_The exercise_
Put the lines of the records below into a numbered list, beginning at the very start of the records and running through the line with "(705, 0), (4, 0)]", both ends included, with blank lines skipped. Leave the pictures out of your list.

_Extracted entries_
-=-=-=-=-
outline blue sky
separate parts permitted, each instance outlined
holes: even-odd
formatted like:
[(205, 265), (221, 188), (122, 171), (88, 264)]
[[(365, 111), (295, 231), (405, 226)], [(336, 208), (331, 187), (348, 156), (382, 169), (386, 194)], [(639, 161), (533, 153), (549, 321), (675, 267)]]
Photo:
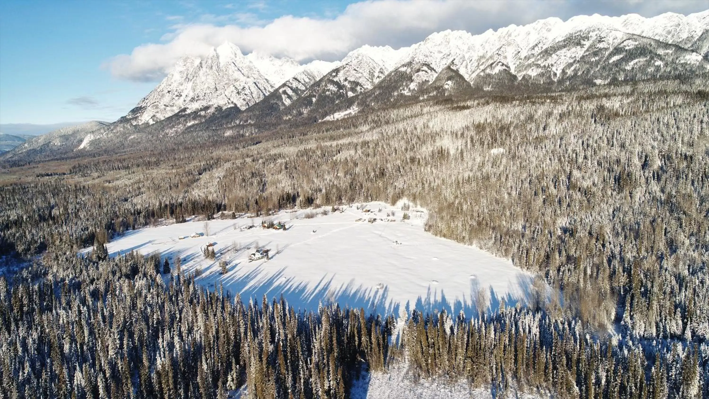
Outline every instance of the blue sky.
[(0, 123), (115, 120), (177, 58), (225, 40), (245, 53), (333, 60), (364, 44), (409, 45), (447, 28), (479, 33), (549, 16), (707, 8), (705, 0), (4, 0)]

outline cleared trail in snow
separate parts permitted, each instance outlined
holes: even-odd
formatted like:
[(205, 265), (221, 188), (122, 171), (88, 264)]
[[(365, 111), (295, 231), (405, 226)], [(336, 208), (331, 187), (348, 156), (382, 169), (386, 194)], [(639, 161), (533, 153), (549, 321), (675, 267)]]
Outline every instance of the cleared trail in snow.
-=-=-=-=-
_Full answer_
1. outline blue sky
2. separate parts permitted, each instance outlined
3. holes: even-odd
4. formatted like:
5. [(205, 265), (221, 188), (122, 171), (88, 264)]
6. [[(365, 111), (295, 231), (405, 226)], [(336, 208), (331, 187), (348, 156), (382, 169), (386, 194)], [(639, 161), (533, 153), (549, 321), (675, 267)]]
7. Photo:
8. Outline every instance of the blue sky.
9. [(0, 123), (115, 120), (177, 58), (225, 40), (245, 53), (333, 60), (364, 44), (409, 45), (447, 28), (479, 33), (549, 16), (707, 8), (705, 0), (4, 0)]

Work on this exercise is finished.